─── Task data
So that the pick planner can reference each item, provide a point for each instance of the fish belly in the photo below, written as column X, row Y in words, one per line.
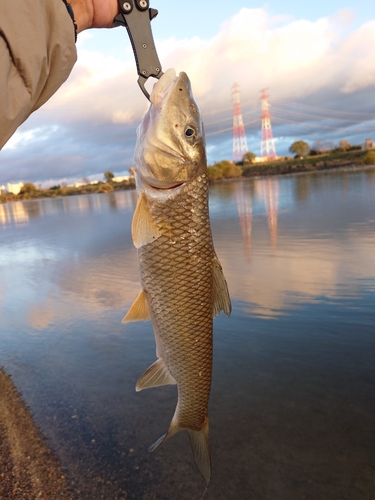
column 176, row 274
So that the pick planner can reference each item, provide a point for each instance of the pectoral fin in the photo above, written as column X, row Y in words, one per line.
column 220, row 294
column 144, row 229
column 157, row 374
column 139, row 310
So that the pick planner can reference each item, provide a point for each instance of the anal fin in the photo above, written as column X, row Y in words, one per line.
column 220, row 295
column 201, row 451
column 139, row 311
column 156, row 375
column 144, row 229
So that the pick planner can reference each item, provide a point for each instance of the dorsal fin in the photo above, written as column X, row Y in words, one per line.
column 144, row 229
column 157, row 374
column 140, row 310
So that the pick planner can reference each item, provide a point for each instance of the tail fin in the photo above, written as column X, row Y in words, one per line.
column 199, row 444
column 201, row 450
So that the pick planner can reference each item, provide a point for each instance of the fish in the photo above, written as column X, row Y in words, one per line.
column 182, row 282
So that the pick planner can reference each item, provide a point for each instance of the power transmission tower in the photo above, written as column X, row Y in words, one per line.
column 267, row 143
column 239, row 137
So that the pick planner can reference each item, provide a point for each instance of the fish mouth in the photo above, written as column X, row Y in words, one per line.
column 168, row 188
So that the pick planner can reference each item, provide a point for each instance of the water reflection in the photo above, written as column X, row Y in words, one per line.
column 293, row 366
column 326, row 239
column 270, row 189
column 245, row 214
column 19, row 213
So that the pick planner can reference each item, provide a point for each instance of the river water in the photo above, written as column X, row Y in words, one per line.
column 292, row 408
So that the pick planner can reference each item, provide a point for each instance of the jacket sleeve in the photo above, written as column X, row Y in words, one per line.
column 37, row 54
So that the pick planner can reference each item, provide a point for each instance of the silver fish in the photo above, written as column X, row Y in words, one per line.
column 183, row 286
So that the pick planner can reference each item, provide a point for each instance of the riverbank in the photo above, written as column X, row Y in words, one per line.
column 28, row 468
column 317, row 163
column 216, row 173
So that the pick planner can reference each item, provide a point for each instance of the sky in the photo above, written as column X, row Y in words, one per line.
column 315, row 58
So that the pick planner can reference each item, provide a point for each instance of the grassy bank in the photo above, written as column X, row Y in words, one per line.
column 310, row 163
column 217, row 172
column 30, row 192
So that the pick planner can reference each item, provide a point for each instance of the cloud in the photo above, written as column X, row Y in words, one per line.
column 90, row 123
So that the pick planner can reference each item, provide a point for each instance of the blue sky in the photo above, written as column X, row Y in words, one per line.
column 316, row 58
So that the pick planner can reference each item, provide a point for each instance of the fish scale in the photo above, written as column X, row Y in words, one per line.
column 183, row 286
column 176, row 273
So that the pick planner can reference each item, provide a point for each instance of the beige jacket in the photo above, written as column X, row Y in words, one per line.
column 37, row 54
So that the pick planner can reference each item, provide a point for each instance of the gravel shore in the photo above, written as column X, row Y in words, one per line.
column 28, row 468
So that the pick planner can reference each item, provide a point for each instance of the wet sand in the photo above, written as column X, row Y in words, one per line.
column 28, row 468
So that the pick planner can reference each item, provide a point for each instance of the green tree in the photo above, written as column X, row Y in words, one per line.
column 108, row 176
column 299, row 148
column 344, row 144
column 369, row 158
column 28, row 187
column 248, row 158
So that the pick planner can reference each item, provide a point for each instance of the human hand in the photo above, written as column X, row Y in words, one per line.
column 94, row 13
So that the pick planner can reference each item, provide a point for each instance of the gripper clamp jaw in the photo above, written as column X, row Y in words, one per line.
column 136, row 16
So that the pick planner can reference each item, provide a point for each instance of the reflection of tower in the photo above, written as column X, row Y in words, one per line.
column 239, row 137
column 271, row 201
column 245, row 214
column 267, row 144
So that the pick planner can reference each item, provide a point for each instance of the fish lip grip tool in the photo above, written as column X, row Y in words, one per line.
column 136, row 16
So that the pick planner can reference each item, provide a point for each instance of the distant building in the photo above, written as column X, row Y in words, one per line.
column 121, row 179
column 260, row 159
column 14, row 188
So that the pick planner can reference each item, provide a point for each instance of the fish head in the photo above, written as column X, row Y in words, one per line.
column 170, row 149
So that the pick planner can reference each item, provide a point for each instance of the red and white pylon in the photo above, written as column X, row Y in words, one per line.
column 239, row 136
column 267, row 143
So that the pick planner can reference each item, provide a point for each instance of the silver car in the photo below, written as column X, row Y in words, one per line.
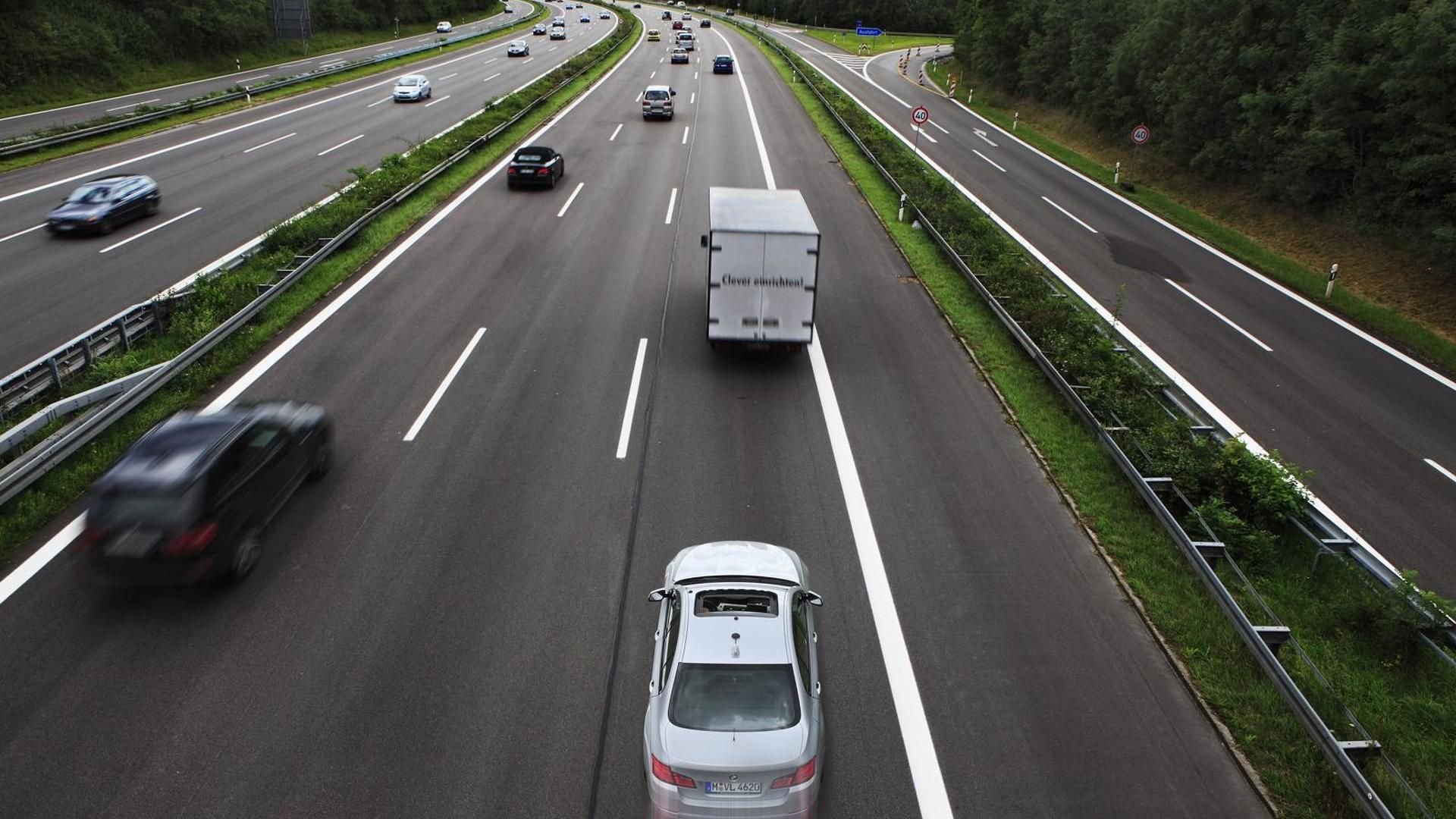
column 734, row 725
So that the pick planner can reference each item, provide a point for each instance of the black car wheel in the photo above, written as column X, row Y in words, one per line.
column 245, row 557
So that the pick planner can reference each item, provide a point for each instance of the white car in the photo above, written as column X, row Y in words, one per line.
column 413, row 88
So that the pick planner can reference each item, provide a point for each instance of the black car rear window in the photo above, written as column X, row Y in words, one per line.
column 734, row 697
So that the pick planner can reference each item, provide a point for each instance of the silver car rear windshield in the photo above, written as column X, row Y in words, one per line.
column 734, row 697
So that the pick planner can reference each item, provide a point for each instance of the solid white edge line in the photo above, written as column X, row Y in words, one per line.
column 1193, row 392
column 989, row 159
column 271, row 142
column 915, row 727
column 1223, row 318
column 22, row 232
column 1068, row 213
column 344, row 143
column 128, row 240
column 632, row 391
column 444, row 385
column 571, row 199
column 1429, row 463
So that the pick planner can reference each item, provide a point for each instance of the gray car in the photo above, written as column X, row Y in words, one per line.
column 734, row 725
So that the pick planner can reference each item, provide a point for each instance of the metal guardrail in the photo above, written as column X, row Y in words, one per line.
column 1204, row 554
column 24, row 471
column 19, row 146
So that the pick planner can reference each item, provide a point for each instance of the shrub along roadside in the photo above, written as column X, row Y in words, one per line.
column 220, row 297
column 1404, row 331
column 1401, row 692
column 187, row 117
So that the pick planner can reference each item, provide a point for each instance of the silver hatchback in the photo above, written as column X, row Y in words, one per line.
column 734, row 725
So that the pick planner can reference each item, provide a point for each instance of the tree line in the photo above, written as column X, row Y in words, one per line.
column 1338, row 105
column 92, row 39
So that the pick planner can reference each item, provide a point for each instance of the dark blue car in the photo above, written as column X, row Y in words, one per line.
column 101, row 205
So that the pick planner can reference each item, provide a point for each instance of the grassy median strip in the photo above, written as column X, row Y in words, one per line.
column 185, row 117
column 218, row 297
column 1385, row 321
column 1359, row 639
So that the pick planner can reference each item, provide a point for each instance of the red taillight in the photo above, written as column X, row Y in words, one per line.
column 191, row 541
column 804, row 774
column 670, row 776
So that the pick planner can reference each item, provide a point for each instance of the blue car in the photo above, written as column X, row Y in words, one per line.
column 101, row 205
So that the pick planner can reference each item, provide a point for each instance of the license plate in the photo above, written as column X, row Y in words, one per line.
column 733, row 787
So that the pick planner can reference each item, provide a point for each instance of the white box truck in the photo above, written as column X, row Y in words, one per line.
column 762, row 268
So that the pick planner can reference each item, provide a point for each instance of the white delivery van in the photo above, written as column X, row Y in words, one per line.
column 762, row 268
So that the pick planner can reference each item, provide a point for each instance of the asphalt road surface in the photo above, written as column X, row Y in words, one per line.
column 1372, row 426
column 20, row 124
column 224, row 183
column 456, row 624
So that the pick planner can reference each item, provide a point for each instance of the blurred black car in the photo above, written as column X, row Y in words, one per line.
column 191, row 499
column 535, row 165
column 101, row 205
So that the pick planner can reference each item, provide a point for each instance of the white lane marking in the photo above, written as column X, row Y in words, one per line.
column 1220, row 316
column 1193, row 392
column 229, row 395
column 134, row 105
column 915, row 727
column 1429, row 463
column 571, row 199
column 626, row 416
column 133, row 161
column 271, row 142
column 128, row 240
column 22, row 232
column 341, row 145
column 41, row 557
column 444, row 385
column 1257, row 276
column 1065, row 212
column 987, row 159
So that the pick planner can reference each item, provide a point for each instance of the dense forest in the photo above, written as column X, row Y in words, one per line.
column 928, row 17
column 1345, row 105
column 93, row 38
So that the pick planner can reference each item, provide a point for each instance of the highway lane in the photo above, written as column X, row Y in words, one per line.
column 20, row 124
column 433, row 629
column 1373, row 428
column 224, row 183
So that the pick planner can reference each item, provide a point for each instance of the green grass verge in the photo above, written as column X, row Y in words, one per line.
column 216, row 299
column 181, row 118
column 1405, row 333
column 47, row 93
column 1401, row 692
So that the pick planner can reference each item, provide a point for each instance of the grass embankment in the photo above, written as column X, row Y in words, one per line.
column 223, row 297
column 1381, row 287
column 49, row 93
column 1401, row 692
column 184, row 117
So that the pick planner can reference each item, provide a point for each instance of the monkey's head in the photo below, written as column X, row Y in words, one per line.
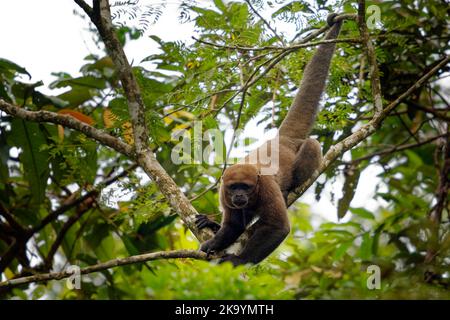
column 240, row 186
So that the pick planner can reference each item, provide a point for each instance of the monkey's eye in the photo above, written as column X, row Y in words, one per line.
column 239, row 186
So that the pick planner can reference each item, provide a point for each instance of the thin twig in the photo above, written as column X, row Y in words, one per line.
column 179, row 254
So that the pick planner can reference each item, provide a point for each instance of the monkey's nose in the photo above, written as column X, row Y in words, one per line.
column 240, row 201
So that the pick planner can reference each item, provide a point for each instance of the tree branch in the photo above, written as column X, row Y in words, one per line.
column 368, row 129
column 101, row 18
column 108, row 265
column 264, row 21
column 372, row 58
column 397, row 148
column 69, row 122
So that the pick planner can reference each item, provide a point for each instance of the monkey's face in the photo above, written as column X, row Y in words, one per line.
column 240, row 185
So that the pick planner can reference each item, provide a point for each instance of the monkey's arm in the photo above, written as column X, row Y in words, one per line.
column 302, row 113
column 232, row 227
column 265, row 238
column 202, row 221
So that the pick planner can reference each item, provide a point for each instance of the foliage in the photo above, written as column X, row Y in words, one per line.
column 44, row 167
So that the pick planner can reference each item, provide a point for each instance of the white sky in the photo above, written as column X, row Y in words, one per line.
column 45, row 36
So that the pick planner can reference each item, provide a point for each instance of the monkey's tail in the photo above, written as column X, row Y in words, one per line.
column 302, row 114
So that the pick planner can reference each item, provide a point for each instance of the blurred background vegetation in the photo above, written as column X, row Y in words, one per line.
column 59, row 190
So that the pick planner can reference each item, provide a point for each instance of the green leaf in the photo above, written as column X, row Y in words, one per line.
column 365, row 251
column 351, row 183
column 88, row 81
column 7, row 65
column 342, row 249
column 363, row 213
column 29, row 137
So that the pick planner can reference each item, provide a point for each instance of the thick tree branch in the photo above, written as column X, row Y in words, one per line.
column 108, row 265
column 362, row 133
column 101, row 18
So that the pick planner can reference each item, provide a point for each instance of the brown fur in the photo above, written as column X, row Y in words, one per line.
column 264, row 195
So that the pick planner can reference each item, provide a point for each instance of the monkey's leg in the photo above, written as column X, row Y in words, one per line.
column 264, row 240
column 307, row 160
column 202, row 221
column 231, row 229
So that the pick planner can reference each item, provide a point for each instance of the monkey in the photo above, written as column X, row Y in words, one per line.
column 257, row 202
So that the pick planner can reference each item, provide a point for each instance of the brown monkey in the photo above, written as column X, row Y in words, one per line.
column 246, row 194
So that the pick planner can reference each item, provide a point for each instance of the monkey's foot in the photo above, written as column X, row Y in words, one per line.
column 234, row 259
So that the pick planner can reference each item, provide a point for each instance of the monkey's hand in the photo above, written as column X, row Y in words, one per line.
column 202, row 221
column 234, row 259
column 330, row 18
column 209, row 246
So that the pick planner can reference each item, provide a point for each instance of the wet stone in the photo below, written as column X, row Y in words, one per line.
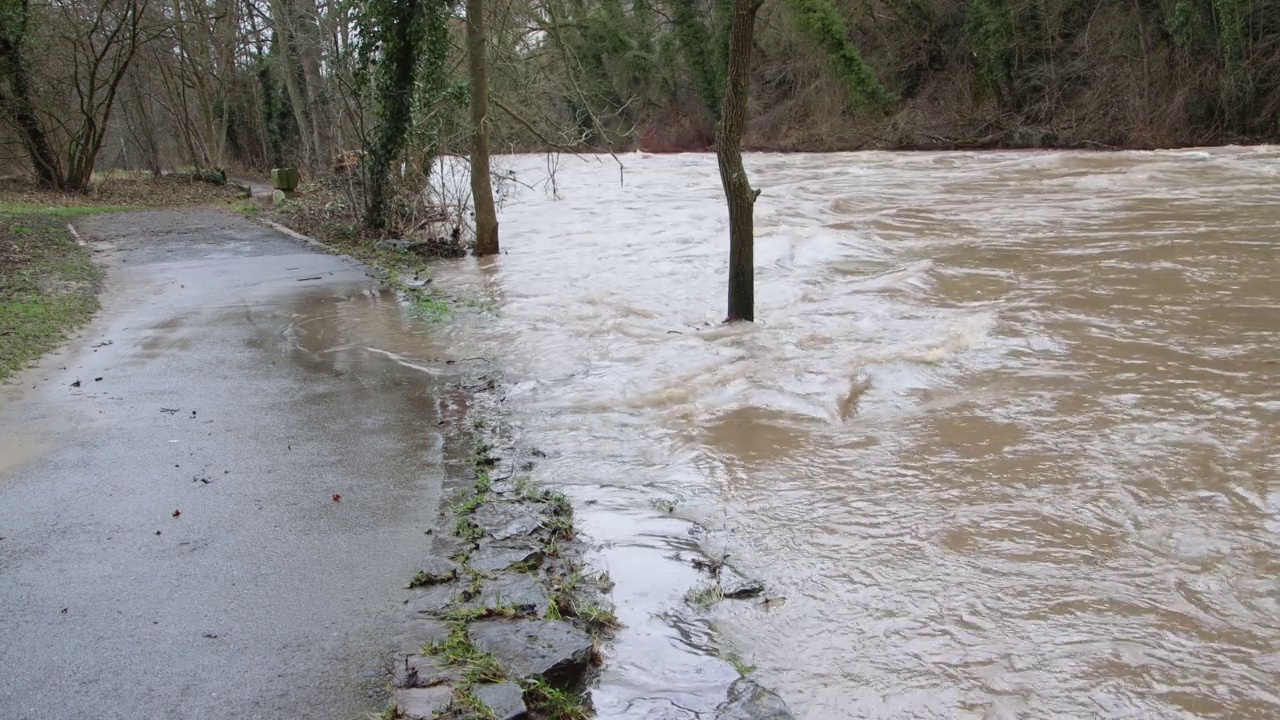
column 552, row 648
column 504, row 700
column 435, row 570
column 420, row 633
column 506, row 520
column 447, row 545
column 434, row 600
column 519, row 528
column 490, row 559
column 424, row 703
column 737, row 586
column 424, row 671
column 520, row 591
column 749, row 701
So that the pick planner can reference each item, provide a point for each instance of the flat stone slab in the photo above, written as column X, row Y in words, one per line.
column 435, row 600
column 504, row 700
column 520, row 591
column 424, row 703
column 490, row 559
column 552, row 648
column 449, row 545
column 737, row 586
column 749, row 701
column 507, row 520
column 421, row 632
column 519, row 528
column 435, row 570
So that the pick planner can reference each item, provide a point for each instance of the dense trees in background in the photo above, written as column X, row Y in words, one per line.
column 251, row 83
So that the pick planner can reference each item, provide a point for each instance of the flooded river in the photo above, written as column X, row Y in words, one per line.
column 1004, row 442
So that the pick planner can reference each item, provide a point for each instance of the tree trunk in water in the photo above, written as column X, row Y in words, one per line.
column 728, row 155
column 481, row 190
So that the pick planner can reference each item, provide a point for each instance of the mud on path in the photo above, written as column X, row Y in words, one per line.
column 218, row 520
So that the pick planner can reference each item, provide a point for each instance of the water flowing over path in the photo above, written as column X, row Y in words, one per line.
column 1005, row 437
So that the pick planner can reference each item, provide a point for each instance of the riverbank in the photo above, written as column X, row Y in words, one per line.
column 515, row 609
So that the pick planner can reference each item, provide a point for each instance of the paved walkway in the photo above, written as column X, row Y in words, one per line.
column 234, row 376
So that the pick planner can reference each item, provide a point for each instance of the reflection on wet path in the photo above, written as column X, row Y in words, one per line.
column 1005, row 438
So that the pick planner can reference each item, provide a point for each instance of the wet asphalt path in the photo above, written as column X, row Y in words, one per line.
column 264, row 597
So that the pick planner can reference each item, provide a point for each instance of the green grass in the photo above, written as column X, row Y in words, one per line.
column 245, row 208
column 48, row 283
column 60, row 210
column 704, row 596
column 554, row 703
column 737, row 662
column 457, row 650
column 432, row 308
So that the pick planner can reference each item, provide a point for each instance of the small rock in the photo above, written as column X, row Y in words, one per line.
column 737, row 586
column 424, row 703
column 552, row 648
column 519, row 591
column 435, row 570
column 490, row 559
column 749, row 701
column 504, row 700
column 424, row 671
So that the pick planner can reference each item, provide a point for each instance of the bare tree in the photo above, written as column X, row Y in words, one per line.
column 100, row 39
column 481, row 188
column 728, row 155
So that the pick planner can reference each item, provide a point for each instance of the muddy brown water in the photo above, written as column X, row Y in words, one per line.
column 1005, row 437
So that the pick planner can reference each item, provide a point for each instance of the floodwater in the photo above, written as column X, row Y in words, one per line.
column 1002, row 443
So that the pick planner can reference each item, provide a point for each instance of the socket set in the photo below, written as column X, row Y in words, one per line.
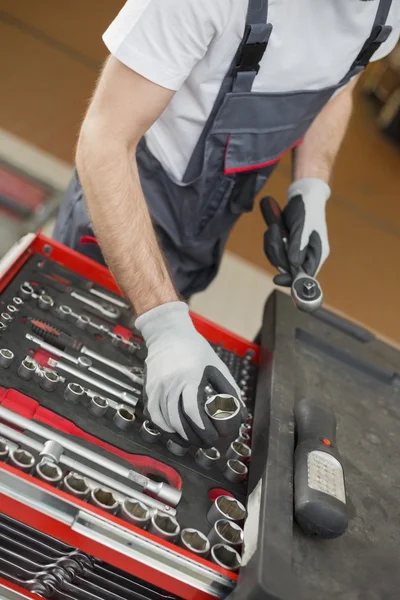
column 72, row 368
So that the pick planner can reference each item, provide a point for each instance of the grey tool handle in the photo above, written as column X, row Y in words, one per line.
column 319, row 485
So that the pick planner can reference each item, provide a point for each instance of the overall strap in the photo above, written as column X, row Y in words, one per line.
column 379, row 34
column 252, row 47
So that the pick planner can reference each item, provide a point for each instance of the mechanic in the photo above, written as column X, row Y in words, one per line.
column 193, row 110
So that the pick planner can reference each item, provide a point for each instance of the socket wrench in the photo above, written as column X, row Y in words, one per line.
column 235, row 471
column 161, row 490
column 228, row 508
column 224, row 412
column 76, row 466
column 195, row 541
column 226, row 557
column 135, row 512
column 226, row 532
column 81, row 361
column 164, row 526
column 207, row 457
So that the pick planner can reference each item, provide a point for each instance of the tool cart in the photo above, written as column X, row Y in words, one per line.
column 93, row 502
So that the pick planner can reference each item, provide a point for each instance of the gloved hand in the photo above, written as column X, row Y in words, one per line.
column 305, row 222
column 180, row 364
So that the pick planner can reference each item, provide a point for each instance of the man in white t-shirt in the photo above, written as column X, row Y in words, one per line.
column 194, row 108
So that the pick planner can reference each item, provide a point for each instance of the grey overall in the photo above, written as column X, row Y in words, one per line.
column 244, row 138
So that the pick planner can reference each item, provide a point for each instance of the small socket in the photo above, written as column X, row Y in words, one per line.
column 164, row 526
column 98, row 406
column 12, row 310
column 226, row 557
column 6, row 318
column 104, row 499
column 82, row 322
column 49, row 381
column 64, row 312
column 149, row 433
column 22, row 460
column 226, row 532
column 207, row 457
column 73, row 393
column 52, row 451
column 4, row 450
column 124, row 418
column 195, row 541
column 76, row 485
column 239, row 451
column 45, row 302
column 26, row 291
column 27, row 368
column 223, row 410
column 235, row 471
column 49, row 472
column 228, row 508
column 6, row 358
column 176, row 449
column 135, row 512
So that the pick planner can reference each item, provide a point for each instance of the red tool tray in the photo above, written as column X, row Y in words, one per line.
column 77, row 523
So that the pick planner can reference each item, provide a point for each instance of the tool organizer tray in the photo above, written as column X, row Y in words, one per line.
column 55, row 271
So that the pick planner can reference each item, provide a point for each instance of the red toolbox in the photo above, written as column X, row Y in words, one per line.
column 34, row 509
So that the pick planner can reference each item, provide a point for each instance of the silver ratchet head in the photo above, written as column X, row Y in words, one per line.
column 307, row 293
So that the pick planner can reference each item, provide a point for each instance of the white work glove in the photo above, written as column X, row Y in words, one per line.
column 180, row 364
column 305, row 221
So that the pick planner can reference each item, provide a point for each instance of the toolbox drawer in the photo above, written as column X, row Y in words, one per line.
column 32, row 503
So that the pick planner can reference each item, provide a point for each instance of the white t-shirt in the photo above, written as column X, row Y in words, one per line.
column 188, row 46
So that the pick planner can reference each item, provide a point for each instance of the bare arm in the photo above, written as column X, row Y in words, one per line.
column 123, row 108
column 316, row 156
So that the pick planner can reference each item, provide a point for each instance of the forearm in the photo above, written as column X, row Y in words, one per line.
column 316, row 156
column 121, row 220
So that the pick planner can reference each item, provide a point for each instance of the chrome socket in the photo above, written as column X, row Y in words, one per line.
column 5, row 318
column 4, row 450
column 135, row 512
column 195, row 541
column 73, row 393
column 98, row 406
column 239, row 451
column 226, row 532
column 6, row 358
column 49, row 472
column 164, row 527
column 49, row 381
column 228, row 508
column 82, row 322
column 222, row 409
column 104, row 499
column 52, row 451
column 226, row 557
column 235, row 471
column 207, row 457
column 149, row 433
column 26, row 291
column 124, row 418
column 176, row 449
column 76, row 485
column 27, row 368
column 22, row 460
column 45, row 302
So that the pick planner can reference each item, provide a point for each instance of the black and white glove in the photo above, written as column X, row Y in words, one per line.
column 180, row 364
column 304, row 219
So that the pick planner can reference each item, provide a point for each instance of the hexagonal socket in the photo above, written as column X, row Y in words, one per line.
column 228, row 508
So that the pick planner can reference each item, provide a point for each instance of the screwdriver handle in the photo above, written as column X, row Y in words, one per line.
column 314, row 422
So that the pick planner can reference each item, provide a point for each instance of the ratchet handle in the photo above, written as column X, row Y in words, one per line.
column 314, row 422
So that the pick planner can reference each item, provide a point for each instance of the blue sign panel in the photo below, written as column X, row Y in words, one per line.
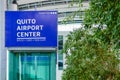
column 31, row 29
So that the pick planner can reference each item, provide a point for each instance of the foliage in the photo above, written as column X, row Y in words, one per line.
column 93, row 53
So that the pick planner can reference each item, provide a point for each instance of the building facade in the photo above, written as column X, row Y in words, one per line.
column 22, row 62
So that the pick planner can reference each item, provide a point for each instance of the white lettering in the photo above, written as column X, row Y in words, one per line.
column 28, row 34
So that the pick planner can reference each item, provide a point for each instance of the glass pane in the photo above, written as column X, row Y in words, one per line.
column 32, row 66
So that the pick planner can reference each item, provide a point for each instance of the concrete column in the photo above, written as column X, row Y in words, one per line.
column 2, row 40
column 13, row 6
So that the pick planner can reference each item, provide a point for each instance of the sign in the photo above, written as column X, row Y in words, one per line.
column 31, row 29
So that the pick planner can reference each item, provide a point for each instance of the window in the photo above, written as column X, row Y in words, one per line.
──────
→ **What you need to do**
Recast the lines above, from the line with "the green leaf" to the line with "column 231, row 229", as a Markdown table with the columns No. and Line. Number each row and leave out any blank lines.

→ **Answer for the task**
| No. | Line |
|---|---|
| 1 | So that the pick planner can reference each item, provide a point for each instance of the green leaf in the photo above, written as column X, row Y in words, one per line. |
| 2 | column 365, row 251 |
| 3 | column 351, row 183 |
| 4 | column 88, row 81 |
| 5 | column 7, row 65 |
| 6 | column 342, row 249 |
| 7 | column 363, row 213 |
| 8 | column 29, row 137 |
| 9 | So that the pick planner can reference each item, provide a point for each instance of the thick tree branch in the photo above, written as column X, row Y in words, one per line. |
| 10 | column 108, row 265 |
| 11 | column 362, row 133 |
| 12 | column 101, row 18 |
| 13 | So that the pick planner can reference each item, provide a point for each instance of the brown fur in the photo above, written as column X, row Y in words, one per line. |
| 14 | column 264, row 195 |
| 15 | So that the pick planner can reference each item, provide a point for each instance of the monkey's leg in the photo above, written as column X, row Y in words, one per line. |
| 16 | column 264, row 240 |
| 17 | column 307, row 160 |
| 18 | column 202, row 221 |
| 19 | column 231, row 229 |